Text shown »
—————

Many of their ideas will address issues related to storm water, stream erosion and trail slopes, while taking other factors into consideration, such as vegetation and circulation.
Students are conducting a thorough analysis and developing a trail plan that will determine which sections of the trail are usable and which ones need to be rerouted.
One major component of the proposed plan will be the development of a new trail, the Core Arboretum Universal Access Trail, which would use a section of university property along the Monongahela River.
“We always want to improve alternative transportation, especially in an area like ours where we have so many stresses on traditional forms of transportation vehicles,” said Traci Knabenshue, director of WVU Sustainability. “Given the location of the Core Arboretum and river, which creates an obvious barrier, an access trail could be a great way to increase transportation venues — pedestrian or biking for students, staff and community members — and increase access for users with disabilities.”

—————

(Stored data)

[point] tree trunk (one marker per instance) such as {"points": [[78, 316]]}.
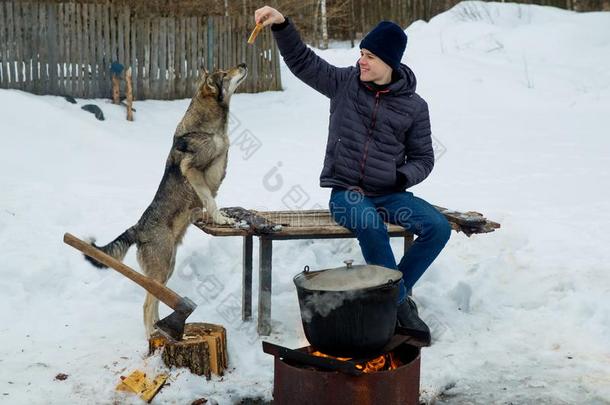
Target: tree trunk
{"points": [[203, 349], [324, 24]]}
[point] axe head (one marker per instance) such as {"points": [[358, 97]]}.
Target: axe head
{"points": [[172, 326]]}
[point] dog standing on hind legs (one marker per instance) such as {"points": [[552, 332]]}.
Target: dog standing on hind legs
{"points": [[194, 170]]}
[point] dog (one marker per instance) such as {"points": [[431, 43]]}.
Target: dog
{"points": [[194, 170]]}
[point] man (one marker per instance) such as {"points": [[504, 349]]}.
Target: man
{"points": [[379, 144]]}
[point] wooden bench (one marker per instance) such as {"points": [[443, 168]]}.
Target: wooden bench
{"points": [[306, 224]]}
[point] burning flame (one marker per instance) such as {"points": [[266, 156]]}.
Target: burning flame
{"points": [[382, 363]]}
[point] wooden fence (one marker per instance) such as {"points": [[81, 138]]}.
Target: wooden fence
{"points": [[66, 48]]}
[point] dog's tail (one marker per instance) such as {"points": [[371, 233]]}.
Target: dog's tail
{"points": [[117, 248]]}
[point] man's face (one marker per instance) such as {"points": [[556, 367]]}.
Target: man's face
{"points": [[373, 69]]}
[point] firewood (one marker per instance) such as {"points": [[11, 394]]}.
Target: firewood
{"points": [[203, 349]]}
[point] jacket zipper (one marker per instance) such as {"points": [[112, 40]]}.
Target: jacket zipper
{"points": [[370, 133]]}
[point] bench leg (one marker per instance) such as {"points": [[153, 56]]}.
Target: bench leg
{"points": [[264, 287], [246, 281], [407, 246]]}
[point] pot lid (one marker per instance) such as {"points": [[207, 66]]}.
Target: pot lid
{"points": [[348, 277]]}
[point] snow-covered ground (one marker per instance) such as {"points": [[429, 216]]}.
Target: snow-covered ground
{"points": [[520, 105]]}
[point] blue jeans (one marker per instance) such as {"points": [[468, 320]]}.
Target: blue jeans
{"points": [[365, 217]]}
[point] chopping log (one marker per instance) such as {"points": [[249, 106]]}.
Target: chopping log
{"points": [[203, 349]]}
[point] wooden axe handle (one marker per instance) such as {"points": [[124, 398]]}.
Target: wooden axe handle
{"points": [[157, 289]]}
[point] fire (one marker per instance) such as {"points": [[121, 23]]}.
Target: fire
{"points": [[382, 363]]}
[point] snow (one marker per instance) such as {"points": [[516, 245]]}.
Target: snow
{"points": [[519, 99]]}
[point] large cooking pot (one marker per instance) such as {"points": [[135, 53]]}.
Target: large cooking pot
{"points": [[348, 311]]}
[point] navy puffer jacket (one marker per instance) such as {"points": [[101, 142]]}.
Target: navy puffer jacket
{"points": [[374, 137]]}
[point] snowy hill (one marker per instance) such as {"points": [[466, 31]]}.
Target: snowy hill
{"points": [[519, 100]]}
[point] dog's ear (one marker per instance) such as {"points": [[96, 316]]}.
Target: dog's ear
{"points": [[211, 84]]}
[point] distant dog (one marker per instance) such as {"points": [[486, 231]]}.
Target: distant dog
{"points": [[195, 168]]}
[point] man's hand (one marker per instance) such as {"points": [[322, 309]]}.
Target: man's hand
{"points": [[268, 15]]}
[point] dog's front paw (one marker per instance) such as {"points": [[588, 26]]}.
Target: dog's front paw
{"points": [[221, 219]]}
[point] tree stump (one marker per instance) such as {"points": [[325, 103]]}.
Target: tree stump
{"points": [[203, 349]]}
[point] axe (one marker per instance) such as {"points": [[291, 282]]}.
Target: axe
{"points": [[171, 326]]}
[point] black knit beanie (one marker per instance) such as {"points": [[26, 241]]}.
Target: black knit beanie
{"points": [[387, 41]]}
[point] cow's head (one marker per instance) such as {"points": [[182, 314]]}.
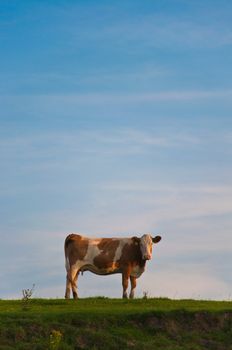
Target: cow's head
{"points": [[145, 243]]}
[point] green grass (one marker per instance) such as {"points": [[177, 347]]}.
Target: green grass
{"points": [[101, 323]]}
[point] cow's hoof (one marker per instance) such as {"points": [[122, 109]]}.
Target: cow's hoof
{"points": [[75, 296]]}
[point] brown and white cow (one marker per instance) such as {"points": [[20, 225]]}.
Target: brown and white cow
{"points": [[105, 256]]}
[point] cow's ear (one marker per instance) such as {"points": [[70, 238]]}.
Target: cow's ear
{"points": [[136, 240], [156, 239]]}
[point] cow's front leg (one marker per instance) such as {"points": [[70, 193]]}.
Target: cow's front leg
{"points": [[68, 287], [133, 286], [125, 278]]}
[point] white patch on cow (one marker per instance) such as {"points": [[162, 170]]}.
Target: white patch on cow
{"points": [[146, 246], [92, 252], [137, 271], [122, 243]]}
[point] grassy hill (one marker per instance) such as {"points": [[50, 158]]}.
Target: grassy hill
{"points": [[101, 323]]}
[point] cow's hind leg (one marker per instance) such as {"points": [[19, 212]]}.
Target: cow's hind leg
{"points": [[71, 282], [133, 286], [125, 278], [74, 285], [68, 287]]}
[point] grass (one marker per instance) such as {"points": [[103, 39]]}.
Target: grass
{"points": [[97, 323]]}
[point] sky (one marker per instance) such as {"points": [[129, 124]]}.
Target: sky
{"points": [[116, 120]]}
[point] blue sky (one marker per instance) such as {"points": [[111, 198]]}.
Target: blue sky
{"points": [[116, 119]]}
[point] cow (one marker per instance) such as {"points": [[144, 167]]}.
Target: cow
{"points": [[105, 256]]}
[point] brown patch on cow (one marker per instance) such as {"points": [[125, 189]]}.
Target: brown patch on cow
{"points": [[76, 247], [105, 259], [131, 254]]}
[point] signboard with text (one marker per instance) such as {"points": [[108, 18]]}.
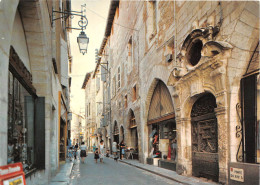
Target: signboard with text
{"points": [[12, 174], [237, 174]]}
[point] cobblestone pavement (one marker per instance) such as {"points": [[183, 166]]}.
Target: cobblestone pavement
{"points": [[112, 173]]}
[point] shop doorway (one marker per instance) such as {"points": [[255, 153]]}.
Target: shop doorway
{"points": [[162, 146], [116, 133], [122, 134], [133, 136], [205, 138]]}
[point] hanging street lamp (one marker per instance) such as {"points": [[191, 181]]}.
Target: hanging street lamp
{"points": [[82, 39]]}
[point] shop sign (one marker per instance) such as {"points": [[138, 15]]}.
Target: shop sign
{"points": [[237, 174], [12, 174]]}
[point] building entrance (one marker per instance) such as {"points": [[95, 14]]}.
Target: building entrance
{"points": [[205, 138]]}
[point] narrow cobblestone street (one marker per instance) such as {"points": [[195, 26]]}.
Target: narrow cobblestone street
{"points": [[112, 173]]}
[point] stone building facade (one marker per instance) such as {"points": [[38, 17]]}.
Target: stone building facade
{"points": [[181, 69], [35, 85], [89, 86]]}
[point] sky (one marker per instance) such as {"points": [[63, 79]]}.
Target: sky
{"points": [[96, 13]]}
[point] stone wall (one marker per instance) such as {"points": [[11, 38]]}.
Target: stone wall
{"points": [[228, 32], [37, 36]]}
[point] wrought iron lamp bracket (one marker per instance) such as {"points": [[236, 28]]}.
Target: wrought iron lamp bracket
{"points": [[82, 23]]}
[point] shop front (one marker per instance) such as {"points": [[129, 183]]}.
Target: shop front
{"points": [[162, 129], [26, 118], [132, 141], [247, 168], [62, 129], [116, 133]]}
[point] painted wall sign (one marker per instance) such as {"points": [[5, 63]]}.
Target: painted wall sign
{"points": [[12, 174], [237, 174]]}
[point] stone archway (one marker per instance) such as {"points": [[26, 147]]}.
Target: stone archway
{"points": [[204, 139]]}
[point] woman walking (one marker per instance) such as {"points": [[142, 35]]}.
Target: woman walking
{"points": [[122, 150], [83, 152], [101, 151]]}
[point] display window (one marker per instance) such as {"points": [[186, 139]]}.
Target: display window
{"points": [[20, 124], [162, 140]]}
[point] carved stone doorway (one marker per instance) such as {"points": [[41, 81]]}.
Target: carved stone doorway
{"points": [[205, 162]]}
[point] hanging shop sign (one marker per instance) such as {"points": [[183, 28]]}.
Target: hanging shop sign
{"points": [[237, 174], [12, 174]]}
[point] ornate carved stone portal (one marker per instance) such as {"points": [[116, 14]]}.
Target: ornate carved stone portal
{"points": [[205, 138], [201, 68]]}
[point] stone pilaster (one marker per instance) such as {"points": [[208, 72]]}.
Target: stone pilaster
{"points": [[223, 130]]}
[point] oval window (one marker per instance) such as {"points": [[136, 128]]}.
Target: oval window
{"points": [[194, 52]]}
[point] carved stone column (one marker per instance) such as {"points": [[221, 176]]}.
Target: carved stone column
{"points": [[184, 163], [223, 130]]}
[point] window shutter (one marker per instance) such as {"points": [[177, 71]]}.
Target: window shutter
{"points": [[40, 132], [249, 115], [103, 73]]}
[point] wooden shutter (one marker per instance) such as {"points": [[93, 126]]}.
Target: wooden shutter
{"points": [[40, 132], [249, 117]]}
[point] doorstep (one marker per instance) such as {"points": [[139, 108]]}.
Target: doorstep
{"points": [[169, 174]]}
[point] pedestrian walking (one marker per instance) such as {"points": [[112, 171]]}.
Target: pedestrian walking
{"points": [[94, 148], [83, 152], [101, 151], [122, 149], [96, 155], [114, 150], [75, 150]]}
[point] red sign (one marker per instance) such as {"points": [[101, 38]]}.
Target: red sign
{"points": [[12, 174]]}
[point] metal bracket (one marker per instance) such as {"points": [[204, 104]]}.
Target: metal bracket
{"points": [[83, 22]]}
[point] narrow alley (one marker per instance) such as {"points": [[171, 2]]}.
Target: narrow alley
{"points": [[112, 173]]}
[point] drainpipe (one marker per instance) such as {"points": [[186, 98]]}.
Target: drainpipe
{"points": [[175, 34]]}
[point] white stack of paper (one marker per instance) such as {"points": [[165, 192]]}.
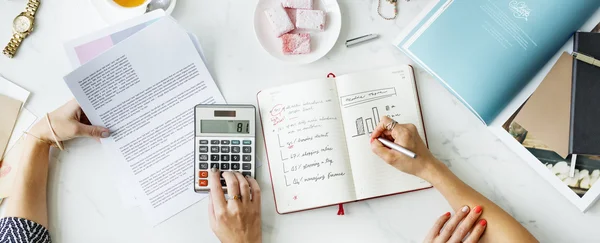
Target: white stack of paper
{"points": [[142, 85]]}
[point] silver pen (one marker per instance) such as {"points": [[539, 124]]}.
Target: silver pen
{"points": [[397, 147], [361, 39], [587, 59]]}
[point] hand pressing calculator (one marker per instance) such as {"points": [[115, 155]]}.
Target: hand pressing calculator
{"points": [[224, 139]]}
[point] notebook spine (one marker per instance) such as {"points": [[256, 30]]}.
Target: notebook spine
{"points": [[573, 93]]}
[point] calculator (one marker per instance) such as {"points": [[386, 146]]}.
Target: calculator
{"points": [[225, 138]]}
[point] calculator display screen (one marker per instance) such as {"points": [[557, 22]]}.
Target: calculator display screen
{"points": [[225, 126]]}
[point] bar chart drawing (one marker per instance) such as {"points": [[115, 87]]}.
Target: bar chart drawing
{"points": [[370, 127], [364, 126], [376, 115], [360, 127]]}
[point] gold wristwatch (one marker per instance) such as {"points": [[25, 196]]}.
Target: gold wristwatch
{"points": [[22, 27]]}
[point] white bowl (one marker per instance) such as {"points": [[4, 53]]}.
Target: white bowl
{"points": [[321, 42]]}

—————

Instructions »
1 > Repeat the passage from the text about the Core Arboretum trail plan between "Many of their" and "to be rerouted.", inclusive.
2 > In the text about the Core Arboretum trail plan, along which river would the proposed Core Arboretum Universal Access Trail use university property?
3 > Name every issue that the text about the Core Arboretum trail plan says many of the students' ideas will address.

Expected outputs »
1 >
Many of their ideas will address issues related to storm water, stream erosion and trail slopes, while taking other factors into consideration, such as vegetation and circulation.
Students are conducting a thorough analysis and developing a trail plan that will determine which sections of the trail are usable and which ones need to be rerouted.

2 > The Monongahela River.

3 > Storm water, stream erosion, and trail slopes.